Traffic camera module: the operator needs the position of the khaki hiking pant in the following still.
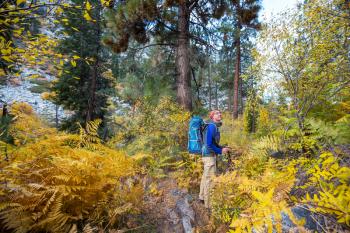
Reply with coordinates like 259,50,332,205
199,156,216,208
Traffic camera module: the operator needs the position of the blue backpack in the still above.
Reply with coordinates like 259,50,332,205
187,116,207,155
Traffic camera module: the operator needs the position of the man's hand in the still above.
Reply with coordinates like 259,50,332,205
222,147,231,154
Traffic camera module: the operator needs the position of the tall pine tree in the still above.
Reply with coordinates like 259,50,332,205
53,0,115,128
104,0,226,110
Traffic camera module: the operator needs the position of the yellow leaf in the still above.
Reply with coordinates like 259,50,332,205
56,7,63,15
70,60,77,67
1,56,14,62
85,1,91,11
84,11,92,21
16,0,26,6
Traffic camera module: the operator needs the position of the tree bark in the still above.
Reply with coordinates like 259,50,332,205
176,1,192,111
85,7,102,124
208,56,212,110
233,21,241,119
215,81,219,109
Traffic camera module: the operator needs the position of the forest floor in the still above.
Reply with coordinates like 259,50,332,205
139,176,227,233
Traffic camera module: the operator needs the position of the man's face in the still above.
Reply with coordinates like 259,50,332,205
213,111,222,122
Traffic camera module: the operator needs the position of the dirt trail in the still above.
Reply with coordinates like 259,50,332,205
145,178,218,233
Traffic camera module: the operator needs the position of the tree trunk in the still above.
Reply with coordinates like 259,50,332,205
208,57,212,110
176,1,192,111
233,22,241,119
215,81,219,109
85,5,101,124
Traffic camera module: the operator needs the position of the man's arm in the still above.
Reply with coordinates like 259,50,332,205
206,124,222,155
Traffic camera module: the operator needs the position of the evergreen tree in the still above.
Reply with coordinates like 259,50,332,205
104,0,226,110
232,0,261,118
53,0,115,131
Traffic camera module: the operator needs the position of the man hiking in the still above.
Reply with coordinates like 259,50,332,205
199,110,230,208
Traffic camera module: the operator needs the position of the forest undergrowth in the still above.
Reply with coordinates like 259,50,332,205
0,98,350,232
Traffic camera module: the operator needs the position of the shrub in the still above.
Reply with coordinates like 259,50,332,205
0,108,143,232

=-=-=

■ **DIRECTIVE**:
Retype every item above word for word, leaving out the picture.

■ **RESULT**:
Traffic camera module: the operator needs the position of the khaki hiking pant in the following still.
Reply with coordinates like 259,50,332,205
199,156,216,208
Traffic camera module: the operator needs the position of the blue backpack in the still above.
Reply with coordinates like 259,50,332,205
187,116,207,155
Traffic camera module: the operator needs the position of the man's hand in the still above.
Reply with coordinates like 259,50,332,205
222,147,231,154
Traffic camera module: the operator needs the position of the tall pine tree in the still above.
Reply with coordinates like 259,50,332,205
53,0,115,128
104,0,226,110
Traffic camera module: the operator needs the position of the yellow leaf in the still above.
Reply with coordinates like 259,50,332,205
56,7,63,15
70,60,77,67
1,56,14,62
85,1,91,11
84,11,92,21
16,0,26,6
Traffic camera module: the operator needs the position of the tree bark in the still above.
Reply with coordinates like 259,50,332,205
176,1,192,111
85,7,102,124
208,56,212,110
233,21,241,119
215,81,219,109
Traffic camera module: the operator needs the position of the forest floor in the still above.
Reply with coordinates like 259,50,332,205
139,176,227,233
Traffic camera module: the operator needs the position of the man's face in the still above.
Reply with coordinates like 259,50,332,205
213,111,222,122
Traffic camera module: the operator needs the position of the dirt trail in the still above.
Reply with coordinates like 259,50,332,205
145,178,218,233
Traffic camera module: the operator needs the position of the tree trunk in the still above.
Reply with coordinates like 259,50,332,205
208,57,212,110
176,1,192,111
233,22,241,119
215,81,219,109
85,5,101,124
Traffic camera module: the operator needs the position of the man's arm in the still above.
Reply with coordinates like 259,50,332,205
206,124,222,155
Traffic camera module: the operator needs the position of the evergreen tree in the still above.
Reply with coordinates like 259,50,332,205
104,0,226,110
232,0,261,118
53,0,115,131
Traffic camera module: the operator needs the position of the man hiking in the still above.
Reply with coordinates like 259,50,332,205
199,110,230,208
Traffic camera module: the operator needs the position of the forest undergrowth in the still above.
Reply with coordinates like 259,50,332,205
0,98,350,232
Traffic camera module: the operator needs the position of the shrub in the still above.
Reply with coordinates like 259,50,332,205
0,108,143,232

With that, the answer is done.